## start
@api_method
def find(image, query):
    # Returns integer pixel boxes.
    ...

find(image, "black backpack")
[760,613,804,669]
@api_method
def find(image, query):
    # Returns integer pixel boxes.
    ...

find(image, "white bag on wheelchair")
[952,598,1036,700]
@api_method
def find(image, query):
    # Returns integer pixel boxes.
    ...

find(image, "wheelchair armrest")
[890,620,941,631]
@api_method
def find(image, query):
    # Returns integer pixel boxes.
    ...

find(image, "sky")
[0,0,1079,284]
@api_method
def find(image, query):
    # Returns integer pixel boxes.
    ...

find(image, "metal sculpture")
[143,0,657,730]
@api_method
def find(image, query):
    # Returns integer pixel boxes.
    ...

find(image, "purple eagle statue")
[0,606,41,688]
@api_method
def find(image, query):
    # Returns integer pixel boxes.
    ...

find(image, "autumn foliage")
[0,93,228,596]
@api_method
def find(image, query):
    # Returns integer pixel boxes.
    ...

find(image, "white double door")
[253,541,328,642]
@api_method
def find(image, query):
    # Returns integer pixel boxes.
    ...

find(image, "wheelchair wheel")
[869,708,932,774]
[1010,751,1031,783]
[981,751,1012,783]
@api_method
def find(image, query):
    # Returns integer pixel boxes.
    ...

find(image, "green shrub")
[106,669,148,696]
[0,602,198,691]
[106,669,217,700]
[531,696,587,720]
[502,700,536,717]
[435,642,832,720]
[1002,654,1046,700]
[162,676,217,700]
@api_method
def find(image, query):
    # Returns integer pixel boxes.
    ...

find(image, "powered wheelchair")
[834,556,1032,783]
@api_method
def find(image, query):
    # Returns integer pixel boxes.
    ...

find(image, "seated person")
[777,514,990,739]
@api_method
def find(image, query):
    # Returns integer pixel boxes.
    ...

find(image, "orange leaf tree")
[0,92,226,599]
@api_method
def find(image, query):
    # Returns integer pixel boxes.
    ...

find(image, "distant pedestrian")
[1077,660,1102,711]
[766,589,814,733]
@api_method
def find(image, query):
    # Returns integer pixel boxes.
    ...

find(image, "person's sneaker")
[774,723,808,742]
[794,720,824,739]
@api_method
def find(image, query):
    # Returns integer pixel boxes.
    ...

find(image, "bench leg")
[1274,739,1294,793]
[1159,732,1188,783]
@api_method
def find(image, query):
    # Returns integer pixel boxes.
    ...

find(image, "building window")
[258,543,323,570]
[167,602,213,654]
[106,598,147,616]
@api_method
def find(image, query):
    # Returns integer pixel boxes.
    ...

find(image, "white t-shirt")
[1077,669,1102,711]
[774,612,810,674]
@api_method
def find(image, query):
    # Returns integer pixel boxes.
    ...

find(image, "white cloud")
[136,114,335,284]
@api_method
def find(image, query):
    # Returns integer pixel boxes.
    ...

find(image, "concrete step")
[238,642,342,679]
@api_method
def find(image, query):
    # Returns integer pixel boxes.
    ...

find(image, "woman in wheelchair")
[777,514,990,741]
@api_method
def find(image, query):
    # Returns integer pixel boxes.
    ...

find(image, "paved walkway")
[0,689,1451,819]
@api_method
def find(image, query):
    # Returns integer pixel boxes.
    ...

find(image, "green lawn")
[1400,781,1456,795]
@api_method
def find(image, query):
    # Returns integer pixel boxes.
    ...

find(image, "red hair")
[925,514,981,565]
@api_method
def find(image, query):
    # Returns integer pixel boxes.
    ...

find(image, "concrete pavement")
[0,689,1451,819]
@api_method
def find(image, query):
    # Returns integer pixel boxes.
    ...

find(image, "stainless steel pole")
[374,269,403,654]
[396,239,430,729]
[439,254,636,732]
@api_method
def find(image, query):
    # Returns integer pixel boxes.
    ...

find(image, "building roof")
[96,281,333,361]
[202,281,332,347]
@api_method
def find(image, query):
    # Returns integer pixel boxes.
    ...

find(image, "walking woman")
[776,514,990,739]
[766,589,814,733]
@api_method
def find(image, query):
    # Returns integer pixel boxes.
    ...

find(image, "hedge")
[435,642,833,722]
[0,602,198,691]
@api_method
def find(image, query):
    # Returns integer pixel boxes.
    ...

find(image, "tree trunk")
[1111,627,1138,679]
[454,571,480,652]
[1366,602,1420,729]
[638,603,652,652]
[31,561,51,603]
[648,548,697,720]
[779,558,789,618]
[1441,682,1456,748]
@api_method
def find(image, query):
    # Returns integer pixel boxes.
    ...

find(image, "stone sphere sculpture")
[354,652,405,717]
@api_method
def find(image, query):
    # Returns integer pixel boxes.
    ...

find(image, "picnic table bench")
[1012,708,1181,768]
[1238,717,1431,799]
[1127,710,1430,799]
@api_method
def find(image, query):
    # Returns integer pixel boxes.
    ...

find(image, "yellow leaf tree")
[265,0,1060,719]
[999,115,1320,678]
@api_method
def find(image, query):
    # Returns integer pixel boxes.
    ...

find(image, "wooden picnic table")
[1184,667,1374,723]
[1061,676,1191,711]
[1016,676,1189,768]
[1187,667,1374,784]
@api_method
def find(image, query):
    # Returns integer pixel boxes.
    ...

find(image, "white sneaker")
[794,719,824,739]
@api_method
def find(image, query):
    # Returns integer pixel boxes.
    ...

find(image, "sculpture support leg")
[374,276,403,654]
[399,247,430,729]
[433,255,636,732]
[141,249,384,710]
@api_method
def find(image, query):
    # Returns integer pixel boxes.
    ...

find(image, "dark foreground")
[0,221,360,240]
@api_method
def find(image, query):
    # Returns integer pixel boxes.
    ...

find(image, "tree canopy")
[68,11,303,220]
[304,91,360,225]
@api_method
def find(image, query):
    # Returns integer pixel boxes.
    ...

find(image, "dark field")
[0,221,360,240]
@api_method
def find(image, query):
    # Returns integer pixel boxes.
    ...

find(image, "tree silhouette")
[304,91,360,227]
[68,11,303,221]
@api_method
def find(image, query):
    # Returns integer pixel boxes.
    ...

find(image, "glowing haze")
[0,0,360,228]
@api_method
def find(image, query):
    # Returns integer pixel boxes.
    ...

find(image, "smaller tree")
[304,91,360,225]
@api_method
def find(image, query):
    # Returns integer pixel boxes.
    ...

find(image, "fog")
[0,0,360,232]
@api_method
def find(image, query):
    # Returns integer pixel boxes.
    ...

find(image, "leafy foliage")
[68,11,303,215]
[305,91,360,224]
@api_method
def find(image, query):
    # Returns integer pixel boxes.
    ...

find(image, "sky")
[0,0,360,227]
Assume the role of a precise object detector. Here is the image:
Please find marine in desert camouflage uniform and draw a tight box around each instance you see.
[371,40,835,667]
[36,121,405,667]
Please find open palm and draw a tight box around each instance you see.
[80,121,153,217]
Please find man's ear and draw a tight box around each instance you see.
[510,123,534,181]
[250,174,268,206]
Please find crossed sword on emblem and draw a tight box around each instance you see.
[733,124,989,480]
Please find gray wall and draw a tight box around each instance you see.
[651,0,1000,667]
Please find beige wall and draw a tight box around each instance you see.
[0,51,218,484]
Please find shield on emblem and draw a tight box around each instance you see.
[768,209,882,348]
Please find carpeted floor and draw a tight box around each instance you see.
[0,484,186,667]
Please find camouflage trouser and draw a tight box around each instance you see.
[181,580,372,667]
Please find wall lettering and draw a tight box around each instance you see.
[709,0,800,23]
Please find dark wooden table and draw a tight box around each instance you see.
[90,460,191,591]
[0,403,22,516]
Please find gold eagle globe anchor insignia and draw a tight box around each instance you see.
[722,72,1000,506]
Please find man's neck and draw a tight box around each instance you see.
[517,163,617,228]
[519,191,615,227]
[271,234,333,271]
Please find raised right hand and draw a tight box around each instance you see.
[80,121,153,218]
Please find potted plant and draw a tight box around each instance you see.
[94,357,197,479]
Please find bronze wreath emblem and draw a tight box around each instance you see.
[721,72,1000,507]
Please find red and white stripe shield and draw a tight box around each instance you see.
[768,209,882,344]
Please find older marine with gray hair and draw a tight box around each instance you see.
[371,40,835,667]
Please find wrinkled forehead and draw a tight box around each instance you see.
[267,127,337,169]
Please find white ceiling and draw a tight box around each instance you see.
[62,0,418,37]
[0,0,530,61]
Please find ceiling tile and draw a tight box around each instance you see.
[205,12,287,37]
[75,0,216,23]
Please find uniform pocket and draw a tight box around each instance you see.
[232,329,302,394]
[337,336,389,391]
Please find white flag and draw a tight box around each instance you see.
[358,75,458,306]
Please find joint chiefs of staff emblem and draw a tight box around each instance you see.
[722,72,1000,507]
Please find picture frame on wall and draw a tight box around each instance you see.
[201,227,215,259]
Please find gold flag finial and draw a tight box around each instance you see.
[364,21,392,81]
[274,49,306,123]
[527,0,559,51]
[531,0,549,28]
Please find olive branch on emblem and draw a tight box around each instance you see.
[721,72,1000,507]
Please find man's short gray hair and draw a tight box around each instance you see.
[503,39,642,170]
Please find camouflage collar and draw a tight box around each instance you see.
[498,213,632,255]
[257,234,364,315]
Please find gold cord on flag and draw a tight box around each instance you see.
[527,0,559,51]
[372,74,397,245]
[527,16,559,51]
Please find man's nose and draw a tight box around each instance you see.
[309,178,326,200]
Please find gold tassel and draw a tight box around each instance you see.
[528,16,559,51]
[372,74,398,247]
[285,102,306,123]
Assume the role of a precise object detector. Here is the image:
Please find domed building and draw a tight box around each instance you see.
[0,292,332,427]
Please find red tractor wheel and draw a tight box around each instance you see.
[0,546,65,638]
## end
> **Task details**
Can you rewrite everything in the records above, from the line containing "Please find carpeted" down to the line containing "[267,127,337,169]", as a JSON list of strings with one string per line and blank lines dropped?

> **Exercise solution**
[
  "Please find carpeted floor and draw a tight box around each instance you see.",
  "[0,484,186,667]",
  "Please find camouflage trouser and draw a tight box around each instance you see.",
  "[181,580,372,667]",
  "Please find wall lettering and draw a tight box around each instance you see.",
  "[709,0,800,23]",
  "Please find dark wooden table and draw a tight box around each instance you see.",
  "[90,460,191,591]",
  "[0,403,22,516]",
  "Please find gold eagle globe anchor insignia and draw a tight box around each instance you see.",
  "[722,72,1000,506]",
  "Please find man's neck and draw a tight box around each instance you see.",
  "[517,163,617,228]",
  "[519,191,615,227]",
  "[271,234,333,271]",
  "Please find raised right hand and draw a tight box around each instance you see.",
  "[80,121,153,218]",
  "Please find potted plant and draw a tight box around each instance you see.",
  "[94,357,197,479]",
  "Please find bronze wreath emblem and draw a tight box around each instance you see.",
  "[721,72,1000,507]",
  "Please find red and white stripe shield and draw a tight box around each instance you see.",
  "[768,209,882,344]",
  "Please find older marine with gray hair and draw a tight box around each instance you see.",
  "[371,40,835,667]",
  "Please find wrinkled forehead and draw a tight box around each instance you see.",
  "[267,127,337,169]"
]